##### Provided records #####
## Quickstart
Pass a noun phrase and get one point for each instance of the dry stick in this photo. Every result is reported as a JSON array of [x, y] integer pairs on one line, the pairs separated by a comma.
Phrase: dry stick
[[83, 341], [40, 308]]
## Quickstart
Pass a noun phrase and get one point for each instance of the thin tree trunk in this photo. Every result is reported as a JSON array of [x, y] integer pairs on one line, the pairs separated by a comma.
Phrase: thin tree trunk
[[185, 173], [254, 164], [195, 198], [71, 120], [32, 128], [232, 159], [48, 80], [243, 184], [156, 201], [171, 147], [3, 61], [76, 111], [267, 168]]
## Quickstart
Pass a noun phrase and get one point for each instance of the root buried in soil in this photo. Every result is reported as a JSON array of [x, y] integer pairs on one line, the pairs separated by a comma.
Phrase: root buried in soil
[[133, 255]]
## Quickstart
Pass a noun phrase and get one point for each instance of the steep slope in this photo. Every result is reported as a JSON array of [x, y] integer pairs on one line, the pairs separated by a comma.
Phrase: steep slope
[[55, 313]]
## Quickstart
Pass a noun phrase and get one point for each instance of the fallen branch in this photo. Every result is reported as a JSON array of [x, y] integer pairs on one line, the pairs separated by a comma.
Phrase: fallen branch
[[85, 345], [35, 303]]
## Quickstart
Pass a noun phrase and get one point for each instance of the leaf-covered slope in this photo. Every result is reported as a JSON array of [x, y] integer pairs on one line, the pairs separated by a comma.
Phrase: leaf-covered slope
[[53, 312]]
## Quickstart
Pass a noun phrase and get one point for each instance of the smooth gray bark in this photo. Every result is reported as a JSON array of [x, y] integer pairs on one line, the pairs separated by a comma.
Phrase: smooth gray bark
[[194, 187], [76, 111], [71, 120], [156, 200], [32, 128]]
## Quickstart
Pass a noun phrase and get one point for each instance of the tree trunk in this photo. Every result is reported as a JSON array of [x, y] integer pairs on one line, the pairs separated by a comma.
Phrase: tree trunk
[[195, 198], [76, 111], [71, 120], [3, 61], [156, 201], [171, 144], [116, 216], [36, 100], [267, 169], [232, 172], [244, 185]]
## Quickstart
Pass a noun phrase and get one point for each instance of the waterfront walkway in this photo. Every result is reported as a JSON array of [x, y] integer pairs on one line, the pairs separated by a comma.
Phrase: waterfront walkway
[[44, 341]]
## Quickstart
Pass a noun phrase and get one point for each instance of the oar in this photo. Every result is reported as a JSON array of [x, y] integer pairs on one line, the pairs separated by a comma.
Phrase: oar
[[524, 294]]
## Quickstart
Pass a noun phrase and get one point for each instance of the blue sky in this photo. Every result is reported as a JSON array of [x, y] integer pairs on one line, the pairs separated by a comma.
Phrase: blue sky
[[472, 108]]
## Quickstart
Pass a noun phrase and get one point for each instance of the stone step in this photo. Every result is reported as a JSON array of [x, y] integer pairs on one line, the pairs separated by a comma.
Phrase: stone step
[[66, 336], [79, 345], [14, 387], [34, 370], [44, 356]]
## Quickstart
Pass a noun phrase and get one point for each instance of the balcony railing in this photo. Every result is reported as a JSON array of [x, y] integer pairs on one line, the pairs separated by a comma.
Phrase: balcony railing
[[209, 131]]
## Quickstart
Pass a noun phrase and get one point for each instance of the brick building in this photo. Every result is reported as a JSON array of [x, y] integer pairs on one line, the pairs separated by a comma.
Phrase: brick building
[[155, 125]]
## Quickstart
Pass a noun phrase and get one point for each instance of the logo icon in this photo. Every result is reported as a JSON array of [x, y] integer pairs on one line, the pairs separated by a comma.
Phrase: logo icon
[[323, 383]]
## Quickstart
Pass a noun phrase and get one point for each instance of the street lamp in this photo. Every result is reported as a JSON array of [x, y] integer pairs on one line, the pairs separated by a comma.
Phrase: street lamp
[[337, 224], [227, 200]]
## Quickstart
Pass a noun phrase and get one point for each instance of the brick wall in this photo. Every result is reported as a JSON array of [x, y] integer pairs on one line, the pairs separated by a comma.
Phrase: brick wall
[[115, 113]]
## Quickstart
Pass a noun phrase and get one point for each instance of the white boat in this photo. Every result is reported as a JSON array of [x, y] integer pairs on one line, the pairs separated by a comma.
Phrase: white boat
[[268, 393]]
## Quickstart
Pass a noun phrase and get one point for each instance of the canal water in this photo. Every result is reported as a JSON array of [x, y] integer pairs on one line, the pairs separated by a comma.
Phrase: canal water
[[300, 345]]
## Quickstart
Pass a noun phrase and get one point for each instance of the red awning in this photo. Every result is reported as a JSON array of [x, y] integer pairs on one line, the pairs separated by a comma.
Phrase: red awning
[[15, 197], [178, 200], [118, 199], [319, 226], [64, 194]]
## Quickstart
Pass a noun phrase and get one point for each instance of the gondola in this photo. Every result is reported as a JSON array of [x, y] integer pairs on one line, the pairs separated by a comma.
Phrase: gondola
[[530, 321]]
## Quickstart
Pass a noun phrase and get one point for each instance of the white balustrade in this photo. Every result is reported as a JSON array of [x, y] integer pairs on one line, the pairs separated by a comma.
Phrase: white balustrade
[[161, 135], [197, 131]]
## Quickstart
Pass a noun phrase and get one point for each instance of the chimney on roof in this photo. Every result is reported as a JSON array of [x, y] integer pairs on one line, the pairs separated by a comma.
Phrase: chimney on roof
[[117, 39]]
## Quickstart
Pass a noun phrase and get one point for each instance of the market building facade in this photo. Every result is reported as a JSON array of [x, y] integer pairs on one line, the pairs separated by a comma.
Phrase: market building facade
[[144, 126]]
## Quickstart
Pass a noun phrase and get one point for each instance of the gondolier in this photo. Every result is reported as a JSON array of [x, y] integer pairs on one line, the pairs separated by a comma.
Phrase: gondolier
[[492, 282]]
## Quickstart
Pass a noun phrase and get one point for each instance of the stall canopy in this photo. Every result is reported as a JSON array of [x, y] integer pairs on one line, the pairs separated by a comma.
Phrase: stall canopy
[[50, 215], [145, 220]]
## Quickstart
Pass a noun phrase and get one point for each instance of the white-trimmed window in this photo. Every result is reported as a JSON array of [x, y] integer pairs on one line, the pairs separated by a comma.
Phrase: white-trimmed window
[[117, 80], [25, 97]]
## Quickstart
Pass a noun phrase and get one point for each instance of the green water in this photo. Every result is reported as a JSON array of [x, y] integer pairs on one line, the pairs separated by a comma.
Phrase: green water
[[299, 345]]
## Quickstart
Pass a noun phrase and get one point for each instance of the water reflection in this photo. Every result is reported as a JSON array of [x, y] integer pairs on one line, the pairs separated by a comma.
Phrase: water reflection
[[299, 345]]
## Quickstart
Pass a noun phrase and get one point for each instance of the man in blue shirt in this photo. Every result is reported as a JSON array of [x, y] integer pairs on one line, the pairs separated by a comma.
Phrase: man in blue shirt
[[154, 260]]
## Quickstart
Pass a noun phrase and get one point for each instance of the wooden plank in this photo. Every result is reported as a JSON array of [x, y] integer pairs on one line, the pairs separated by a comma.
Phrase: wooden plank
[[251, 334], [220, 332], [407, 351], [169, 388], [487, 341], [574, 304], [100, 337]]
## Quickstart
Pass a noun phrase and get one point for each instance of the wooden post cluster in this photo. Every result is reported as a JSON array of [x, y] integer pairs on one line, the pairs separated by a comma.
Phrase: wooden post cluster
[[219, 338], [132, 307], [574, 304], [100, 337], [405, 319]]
#####
_What the task asks:_ Output each record precisely as given.

_The completed task:_
## Quickstart
Pass a noun phrase and get one point for each instance of the dry stick in this photo. Every result is reported as a JSON array of [x, y] integer pairs on one line, the pairs separated by a comma.
Phrase: dry stick
[[83, 341], [40, 308]]
## Quickstart
Pass a noun phrase and get one point for each instance of the thin tree trunk in this photo. Every result is reported as a JSON array of [x, y] integer pairs on one line, the pairs separated by a comma.
Phrase: thin tree trunk
[[185, 173], [254, 164], [195, 198], [71, 120], [32, 128], [232, 159], [48, 80], [243, 184], [156, 201], [171, 147], [3, 61], [76, 111], [267, 168]]
## Quickstart
Pass a noun phrase and get one point for each instance of the root buried in soil in this photo. Every result is reported as a JSON array of [x, y] integer pairs on one line, the pairs separated by a comma.
Phrase: root buried in soil
[[133, 255]]
## Quickstart
Pass a noun phrase and get one point for each instance of the steep slope in this photo. Every result is reported as a JSON array of [x, y] integer pairs on one line, the pairs separated by a comma.
Phrase: steep slope
[[55, 313]]
## Quickstart
Pass a noun phrase and get one point for each instance of the fallen branch in this photo. Every result is reported as a JSON array of [x, y] integer pairs on one line, the pairs separated by a comma.
Phrase: fallen branch
[[85, 345], [35, 303]]
## Quickstart
Pass a noun phrase and get one point for each instance of the leaf-covered slope in this photo. Every result is reported as a JSON array of [x, y] integer pairs on one line, the pairs separated by a comma.
Phrase: leaf-covered slope
[[53, 312]]
## Quickstart
Pass a noun phrase and get one point for each instance of the smooth gray bark in this photo. Every result is reported as a JSON array of [x, y] integer pairs on one line, the pairs separated by a comma.
Phrase: smooth gray bark
[[194, 187], [76, 111], [71, 120], [156, 200], [32, 128]]
## Quickstart
Pass a noun phrase and get one point for each instance of the tree trunk in this photo. Every result is reported as a JSON array of [x, y] integer pairs on one line, the pairs separated by a comma.
Phrase: tree trunk
[[195, 198], [76, 111], [71, 120], [3, 61], [156, 201], [171, 144], [116, 216], [36, 100], [267, 169], [232, 172], [244, 185]]
## Quickstart
Pass a noun phrase and get one point for each instance of the waterfront walkway in this photo. Every result is reported as a JSON array of [x, y] integer pairs on one line, the pairs separated by a comma.
Phrase: waterfront walkway
[[44, 341]]
## Quickstart
Pass a noun phrase and get one point for each instance of the oar in this photo. Every result is reported as a JSON array of [x, y] integer pairs on one line, the pairs separated by a comma.
Phrase: oar
[[524, 294]]
## Quickstart
Pass a noun phrase and get one point for each instance of the blue sky in this photo. Every result is reported as a JSON array of [x, y] integer pairs on one line, the pairs separated by a comma.
Phrase: blue sky
[[472, 108]]
## Quickstart
Pass a noun phrase and get one point for each instance of the stone step in this photo. Every result is reported as a JSON array of [x, y] integer pairs on one line, the pairs separated by a comma.
Phrase: stone step
[[66, 336], [79, 345], [14, 387], [34, 370], [44, 356]]
## Quickstart
Pass a noun phrase and get one point for each instance of the balcony railing in this photo. Every result is reported as a JSON array of [x, y] integer pairs on one line, the pairs separated by a comma.
Phrase: balcony railing
[[209, 131]]
## Quickstart
Pass a noun phrase and get one point for each instance of the brick building in this photo. Every result is reported as a JSON array of [x, y] integer pairs on one line, the pairs separated by a comma.
Phrase: brick building
[[155, 125]]
## Quickstart
Pass a noun phrase and get one point for each instance of the logo icon in this photo. Every result is reported as a JSON array of [x, y] integer pairs on one line, the pairs separated by a comma.
Phrase: logo icon
[[323, 383]]
## Quickstart
Pass a noun phrase and get one point for each instance of the street lamp in this photo. Every result is reported as a JSON array of [x, y] integer pairs on one line, the pairs separated by a comma.
Phrase: street lamp
[[337, 224], [227, 200]]
## Quickstart
Pass a noun phrase and get one point for each instance of the brick wall in this photo. Every result is reported as a JSON array of [x, y] integer pairs on one line, the pairs separated by a comma.
Phrase: brick wall
[[115, 113]]
## Quickstart
Pass a noun phrase and get one point for each instance of the white boat in this photo. Every result is reported as a JSON array of [x, y] integer pairs on one line, the pairs separated by a comma.
Phrase: white boat
[[268, 393]]
## Quickstart
Pass a noun phrase and get one point for each instance of the canal water in this photo. Every result is reported as a JSON array of [x, y] integer pairs on one line, the pairs separated by a comma.
Phrase: canal water
[[300, 345]]
## Quickstart
Pass a noun phrase and get one point for each instance of the red awning in this photo. Every result is reported as a JSON array of [x, y] integer pairs on one line, the pairs separated by a comma.
Phrase: red awning
[[15, 197], [178, 200], [118, 199], [319, 226], [64, 194]]
## Quickstart
Pass a noun phrase and get one point for each instance of the gondola in this photo. Every result is reported as a JSON array of [x, y] integer pairs on one line, the pairs separated by a comma.
Phrase: gondola
[[530, 321]]
## Quickstart
Pass a noun phrase and get one point for each instance of the white balustrade in this photo. Every result is reported as a JSON array of [x, y] integer pairs on one line, the pairs separated by a comma.
Phrase: white balustrade
[[161, 135], [197, 131]]
## Quickstart
Pass a noun phrase and get one point for each instance of the chimney on roof in this photo. Every result is reported as a JSON array of [x, y] integer pairs on one line, the pairs separated by a comma.
Phrase: chimney on roof
[[117, 39]]
## Quickstart
Pass a noun phrase and get one point for each instance of the market building facade in this photo. Every result is reported as a JSON array of [x, y] integer pairs on one line, the pairs separated by a comma.
Phrase: market building facade
[[144, 126]]
## Quickstart
Pass a noun phrase and get one point for each instance of the gondolier in this photo. Every result is reported as a JSON array of [x, y] integer pairs on one line, the pairs separated by a comma.
Phrase: gondolier
[[492, 282]]
## Quickstart
Pass a noun phrase and get one point for each instance of the stall canopy in this photo. Every result is reported as a JSON array of [x, y] integer pairs on one line, the pairs separated by a comma.
Phrase: stall canopy
[[50, 215], [145, 220]]
## Quickstart
Pass a noun phrase and get one point for each instance of the white-trimmed window in this photo. Every result is reported as a JSON array of [x, y] integer pairs on one line, the pairs separated by a comma.
Phrase: white-trimmed window
[[117, 80], [25, 97]]
## Quickstart
Pass a noun phrase and get one point for each instance of the green water in this photo. Every result is reported as a JSON array of [x, y] integer pairs on one line, the pairs separated by a comma.
Phrase: green water
[[299, 345]]
## Quickstart
Pass a noun phrase and get one point for each instance of the water reflection in this photo. Every result is reported as a JSON array of [x, y] integer pairs on one line, the pairs separated by a comma.
Phrase: water reflection
[[299, 345]]
## Quickstart
Pass a noun phrase and get one point for each instance of the man in blue shirt in this photo. Every result is reported as a JSON array of [x, y] integer pairs on one line, the pairs separated by a comma.
Phrase: man in blue shirt
[[154, 260]]
## Quickstart
Pass a noun phrase and get one point for each instance of the wooden plank in this photo. Every result is reported as a JSON array of [x, y] integer pairs on one line, the pairs separated by a comma.
Phrase: wooden plank
[[251, 334], [220, 332], [407, 351], [169, 388], [487, 341], [574, 304], [100, 337]]
## Quickstart
Pass a noun phrase and get one point for each instance of the wooden post cluster in this photo. Every result is reported as a JSON array of [x, y] integer pairs on one line, the pairs separated by a comma.
Phrase: wooden post cluster
[[219, 338], [132, 307], [574, 304], [100, 337], [405, 319]]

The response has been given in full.